WORK TO COMPLETE:
• 1. In the shoreline study abstract, give the stretch from "Poster | Wednesday, 06" through "Istanbul, Türkiye (geyik17@itu.edu.tr)" again, swapping "Poster" for "Display".
• 2. Answer these about the shoreline study abstract:
(a) In which hall and at which spot is the poster shown?
(b) What data served as the reference for checking the satellite shorelines?
(c) What are the two study sites, and which body of water is each on?

SUPPLIED PASSAGE:
--
EGU26-16698, updated on 14 Mar 2026
https://doi.org/10.5194/egusphere-egu26-16698
EGU General Assembly 2026
© Author(s) 2026. This work is distributed under
the Creative Commons Attribution 4.0 License.
Poster | Wednesday, 06 May, 16:15–18:00 (CEST), Display time Wednesday, 06 May, 14:00–18:00
 
Hall X3, X3.35
Validating Satellite-Derived Shorelines with UAV-SfM: A Multi-Sensor Accuracy Study in NW Türkiye 
Mustafa Geyik1 and Ufuk Tarı1,2
Mustafa Geyik and Ufuk Tarı
  • 1Istanbul Technical University, Faculty of Mines, Geological Engineering, Istanbul, Türkiye (geyik17@itu.edu.tr)
  • 2MATAM (ITU Türkiye İş Bankası Marmara Active Fault Hazard and Risk Application and Research Center), Istanbul Technical University, Istanbul, Türkiye (utari@itu.edu.tr)

Accurate shoreline monitoring is critical for coastal zone management in tectonically active regions. However, in micro-tidal environments like the coast of NW Türkiye, the positional accuracy of freely available satellite data remains poorly quantified. The key uncertainty is whether observed errors stem from sensor limitations or short-term environmental noise, hindering reliable sensor selection for operational use.

We conducted a rigorous benchmark analysis using centimeter-precision Unmanned Aerial Vehicle (UAV) Structure-from-Motion (SfM) data as the definitive reference. Shorelines were extracted from Sentinel-2 MSI, Landsat 8 OLI, Sentinel-1 SAR, and Copernicus DEM GLO-30 using Google Earth Engine (GEE) and compared using transect-based metrics (RMSE, MAE) at two contrasting sites: the complex rocky coast of Güneyli (Gulf of Saros) and the urbanized sandy coast of Altınova (Sea of Marmara).
--
DATA EXTRACT:

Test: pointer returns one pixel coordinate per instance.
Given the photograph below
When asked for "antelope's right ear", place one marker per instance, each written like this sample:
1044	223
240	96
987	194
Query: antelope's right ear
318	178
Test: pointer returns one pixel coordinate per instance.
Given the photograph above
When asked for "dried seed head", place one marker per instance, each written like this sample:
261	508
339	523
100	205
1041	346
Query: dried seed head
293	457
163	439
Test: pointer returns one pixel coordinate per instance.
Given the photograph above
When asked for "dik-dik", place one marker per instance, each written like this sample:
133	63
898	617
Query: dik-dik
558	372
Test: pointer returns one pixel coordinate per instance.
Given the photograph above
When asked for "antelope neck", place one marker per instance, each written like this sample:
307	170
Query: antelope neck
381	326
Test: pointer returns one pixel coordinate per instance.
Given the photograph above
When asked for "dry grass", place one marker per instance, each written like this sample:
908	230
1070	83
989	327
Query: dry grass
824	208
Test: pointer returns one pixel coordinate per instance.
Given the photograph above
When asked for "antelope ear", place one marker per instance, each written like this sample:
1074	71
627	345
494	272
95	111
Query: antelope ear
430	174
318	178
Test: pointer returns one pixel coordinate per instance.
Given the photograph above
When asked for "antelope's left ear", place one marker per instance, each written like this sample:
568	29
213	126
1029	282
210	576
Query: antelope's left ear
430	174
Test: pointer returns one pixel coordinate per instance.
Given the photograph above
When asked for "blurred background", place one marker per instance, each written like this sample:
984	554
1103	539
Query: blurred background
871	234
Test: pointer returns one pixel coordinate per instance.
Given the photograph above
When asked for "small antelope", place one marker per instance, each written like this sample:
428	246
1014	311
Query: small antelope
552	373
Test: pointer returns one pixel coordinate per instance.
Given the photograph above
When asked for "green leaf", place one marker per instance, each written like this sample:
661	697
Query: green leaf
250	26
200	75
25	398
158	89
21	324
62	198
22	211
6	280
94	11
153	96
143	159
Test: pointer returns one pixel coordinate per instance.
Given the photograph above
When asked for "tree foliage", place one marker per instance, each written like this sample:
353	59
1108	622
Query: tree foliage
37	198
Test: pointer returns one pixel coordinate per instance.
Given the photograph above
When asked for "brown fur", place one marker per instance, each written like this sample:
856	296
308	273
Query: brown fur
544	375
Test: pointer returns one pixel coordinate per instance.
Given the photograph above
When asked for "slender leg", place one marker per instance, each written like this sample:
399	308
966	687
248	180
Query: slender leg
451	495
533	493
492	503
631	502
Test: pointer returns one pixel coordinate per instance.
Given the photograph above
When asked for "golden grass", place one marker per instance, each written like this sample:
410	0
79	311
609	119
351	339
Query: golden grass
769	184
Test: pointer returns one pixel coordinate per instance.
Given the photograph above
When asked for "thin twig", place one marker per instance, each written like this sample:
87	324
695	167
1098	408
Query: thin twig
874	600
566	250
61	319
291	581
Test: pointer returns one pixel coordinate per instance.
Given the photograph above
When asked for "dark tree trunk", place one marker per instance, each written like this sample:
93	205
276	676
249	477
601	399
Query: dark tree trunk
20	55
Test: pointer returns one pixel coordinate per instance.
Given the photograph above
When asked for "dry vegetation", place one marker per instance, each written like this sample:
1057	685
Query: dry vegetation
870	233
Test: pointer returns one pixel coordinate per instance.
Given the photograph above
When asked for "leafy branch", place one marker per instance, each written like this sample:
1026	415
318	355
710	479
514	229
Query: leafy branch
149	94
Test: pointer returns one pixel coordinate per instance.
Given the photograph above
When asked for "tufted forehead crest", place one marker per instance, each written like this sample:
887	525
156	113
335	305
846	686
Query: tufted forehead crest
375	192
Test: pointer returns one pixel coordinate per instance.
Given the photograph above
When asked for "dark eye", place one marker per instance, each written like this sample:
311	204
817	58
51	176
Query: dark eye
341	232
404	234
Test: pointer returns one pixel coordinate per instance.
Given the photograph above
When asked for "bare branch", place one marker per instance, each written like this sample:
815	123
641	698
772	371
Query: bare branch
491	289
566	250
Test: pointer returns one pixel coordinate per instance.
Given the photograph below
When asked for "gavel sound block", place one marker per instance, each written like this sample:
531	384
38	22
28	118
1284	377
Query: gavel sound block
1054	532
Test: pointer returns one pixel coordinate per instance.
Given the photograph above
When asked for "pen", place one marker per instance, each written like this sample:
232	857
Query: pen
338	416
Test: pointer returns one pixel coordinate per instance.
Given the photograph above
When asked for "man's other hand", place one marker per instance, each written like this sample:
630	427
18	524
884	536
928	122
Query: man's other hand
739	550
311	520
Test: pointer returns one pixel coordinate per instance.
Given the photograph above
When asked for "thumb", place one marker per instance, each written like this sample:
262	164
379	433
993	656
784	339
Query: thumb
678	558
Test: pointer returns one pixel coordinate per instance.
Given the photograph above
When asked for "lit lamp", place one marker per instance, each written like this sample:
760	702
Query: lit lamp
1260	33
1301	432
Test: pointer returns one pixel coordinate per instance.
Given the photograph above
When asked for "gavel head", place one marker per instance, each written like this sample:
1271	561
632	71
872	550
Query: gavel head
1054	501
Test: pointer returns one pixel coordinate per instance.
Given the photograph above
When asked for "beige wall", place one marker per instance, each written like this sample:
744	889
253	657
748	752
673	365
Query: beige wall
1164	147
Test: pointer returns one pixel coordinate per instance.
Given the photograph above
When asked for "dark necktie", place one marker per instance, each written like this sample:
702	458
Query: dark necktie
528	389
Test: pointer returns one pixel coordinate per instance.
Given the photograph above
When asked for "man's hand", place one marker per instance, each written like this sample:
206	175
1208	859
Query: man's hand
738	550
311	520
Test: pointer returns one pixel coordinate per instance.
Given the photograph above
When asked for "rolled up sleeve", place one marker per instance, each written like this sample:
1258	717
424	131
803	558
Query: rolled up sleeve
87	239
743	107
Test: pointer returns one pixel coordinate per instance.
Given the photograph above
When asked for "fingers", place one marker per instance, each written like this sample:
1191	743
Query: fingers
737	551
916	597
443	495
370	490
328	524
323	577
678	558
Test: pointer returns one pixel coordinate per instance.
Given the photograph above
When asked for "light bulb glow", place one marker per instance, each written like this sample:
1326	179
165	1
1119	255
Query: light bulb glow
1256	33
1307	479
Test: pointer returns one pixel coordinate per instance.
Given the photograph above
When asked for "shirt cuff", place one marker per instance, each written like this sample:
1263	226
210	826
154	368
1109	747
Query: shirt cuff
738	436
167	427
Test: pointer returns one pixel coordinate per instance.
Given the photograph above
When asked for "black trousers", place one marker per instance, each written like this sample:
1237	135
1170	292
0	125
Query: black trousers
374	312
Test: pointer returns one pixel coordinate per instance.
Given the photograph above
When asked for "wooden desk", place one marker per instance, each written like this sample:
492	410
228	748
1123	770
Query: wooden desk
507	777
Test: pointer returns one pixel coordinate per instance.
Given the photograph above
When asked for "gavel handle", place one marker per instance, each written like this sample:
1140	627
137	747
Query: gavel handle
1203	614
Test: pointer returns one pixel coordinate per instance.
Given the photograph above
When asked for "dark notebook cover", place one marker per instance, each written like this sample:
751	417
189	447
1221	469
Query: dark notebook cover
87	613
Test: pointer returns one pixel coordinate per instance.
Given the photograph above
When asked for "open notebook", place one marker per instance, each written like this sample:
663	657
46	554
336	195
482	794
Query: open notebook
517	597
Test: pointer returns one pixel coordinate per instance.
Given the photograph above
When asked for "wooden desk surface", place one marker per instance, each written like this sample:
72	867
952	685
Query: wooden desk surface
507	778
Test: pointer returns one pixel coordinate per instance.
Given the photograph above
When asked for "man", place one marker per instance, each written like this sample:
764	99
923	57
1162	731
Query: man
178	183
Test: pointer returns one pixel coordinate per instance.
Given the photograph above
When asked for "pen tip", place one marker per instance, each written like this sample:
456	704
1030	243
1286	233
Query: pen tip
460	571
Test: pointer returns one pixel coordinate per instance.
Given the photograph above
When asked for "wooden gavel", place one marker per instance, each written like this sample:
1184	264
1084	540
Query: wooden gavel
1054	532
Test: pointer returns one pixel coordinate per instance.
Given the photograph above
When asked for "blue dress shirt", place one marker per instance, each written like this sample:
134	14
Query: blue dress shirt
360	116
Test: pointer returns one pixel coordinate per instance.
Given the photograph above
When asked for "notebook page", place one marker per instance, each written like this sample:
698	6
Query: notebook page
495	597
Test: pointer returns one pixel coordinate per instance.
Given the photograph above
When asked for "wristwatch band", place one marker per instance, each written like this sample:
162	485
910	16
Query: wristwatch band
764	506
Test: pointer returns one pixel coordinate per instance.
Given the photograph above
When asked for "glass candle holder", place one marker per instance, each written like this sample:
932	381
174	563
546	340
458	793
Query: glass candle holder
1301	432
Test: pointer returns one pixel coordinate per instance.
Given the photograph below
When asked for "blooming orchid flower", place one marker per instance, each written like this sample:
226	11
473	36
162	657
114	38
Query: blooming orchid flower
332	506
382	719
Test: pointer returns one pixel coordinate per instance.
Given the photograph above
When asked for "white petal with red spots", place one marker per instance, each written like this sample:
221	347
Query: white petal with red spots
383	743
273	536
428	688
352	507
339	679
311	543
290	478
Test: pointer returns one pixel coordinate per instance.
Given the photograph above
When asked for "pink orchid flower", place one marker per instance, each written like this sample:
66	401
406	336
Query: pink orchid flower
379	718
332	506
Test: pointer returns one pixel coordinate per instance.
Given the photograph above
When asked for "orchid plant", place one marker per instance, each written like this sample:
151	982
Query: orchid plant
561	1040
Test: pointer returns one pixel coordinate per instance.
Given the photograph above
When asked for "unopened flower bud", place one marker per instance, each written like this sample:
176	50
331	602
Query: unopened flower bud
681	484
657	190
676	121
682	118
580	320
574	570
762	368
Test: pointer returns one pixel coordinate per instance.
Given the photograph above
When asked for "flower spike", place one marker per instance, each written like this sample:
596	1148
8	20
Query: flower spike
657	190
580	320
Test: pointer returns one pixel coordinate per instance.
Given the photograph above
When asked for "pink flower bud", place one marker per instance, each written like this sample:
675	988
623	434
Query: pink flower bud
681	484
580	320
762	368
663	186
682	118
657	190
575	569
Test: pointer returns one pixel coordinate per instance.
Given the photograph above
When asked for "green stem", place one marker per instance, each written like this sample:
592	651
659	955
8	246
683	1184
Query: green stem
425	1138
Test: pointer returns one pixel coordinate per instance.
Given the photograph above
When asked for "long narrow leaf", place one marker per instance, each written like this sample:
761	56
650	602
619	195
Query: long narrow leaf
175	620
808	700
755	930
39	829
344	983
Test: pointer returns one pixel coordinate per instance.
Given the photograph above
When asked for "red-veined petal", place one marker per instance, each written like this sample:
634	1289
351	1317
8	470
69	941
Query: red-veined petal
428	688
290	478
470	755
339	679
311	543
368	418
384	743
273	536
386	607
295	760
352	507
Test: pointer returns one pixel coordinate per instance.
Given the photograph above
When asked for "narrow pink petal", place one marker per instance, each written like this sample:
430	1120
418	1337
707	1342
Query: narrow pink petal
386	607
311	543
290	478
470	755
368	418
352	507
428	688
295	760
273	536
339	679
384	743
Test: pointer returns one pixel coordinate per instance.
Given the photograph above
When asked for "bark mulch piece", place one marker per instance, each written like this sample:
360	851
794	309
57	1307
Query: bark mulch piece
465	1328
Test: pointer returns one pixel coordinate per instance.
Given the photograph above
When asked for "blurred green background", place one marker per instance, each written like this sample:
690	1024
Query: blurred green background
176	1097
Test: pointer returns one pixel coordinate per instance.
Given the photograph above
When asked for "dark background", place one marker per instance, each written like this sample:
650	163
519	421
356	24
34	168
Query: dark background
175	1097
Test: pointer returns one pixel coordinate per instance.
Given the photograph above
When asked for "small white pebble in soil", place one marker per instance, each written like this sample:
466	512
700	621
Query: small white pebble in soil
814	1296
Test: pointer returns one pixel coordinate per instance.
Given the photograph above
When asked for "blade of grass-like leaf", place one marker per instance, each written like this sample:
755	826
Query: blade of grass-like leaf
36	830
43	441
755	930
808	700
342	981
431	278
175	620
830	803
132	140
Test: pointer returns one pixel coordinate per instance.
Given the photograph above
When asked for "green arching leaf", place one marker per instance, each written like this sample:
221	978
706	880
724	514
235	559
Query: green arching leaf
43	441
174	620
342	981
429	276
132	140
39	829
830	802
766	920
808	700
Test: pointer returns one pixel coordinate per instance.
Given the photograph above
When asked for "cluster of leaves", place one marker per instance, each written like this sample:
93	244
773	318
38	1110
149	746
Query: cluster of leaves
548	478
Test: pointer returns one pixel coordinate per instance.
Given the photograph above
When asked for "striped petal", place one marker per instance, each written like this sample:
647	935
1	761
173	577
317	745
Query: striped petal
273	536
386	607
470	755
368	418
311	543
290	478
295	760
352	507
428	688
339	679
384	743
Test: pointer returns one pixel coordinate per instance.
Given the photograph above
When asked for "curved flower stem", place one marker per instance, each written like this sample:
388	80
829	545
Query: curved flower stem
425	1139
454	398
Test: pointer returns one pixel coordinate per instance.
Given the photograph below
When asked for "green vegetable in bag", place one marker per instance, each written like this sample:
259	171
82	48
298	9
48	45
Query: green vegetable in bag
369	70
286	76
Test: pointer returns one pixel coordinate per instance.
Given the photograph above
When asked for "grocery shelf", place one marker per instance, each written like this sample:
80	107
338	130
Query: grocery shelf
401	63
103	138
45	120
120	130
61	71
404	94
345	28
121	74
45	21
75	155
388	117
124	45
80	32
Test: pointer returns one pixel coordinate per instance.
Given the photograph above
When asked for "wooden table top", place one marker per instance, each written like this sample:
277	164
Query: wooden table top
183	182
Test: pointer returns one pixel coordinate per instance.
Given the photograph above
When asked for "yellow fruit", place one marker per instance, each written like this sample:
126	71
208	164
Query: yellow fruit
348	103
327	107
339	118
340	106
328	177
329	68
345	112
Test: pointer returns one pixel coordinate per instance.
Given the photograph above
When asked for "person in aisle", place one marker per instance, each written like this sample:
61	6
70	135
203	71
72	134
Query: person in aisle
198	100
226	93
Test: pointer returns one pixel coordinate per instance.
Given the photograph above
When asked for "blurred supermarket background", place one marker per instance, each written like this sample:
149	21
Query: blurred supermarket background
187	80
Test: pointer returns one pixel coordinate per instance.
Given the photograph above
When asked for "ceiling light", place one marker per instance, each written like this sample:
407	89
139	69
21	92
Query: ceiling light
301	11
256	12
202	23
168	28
--
EXPECTED OUTPUTS:
• 1.
Display | Wednesday, 06 May, 16:15–18:00 (CEST), Display time Wednesday, 06 May, 14:00–18:00
 
Hall X3, X3.35
Validating Satellite-Derived Shorelines with UAV-SfM: A Multi-Sensor Accuracy Study in NW Türkiye 
Mustafa Geyik1 and Ufuk Tarı1,2
Mustafa Geyik and Ufuk Tarı
  • 1Istanbul Technical University, Faculty of Mines, Geological Engineering, Istanbul, Türkiye (geyik17@itu.edu.tr)

• 2.
(a) Hall X3, at X3.35.
(b) Centimeter-precision Unmanned Aerial Vehicle (UAV) Structure-from-Motion (SfM) data.
(c) Güneyli, on the Gulf of Saros, and Altınova, on the Sea of Marmara.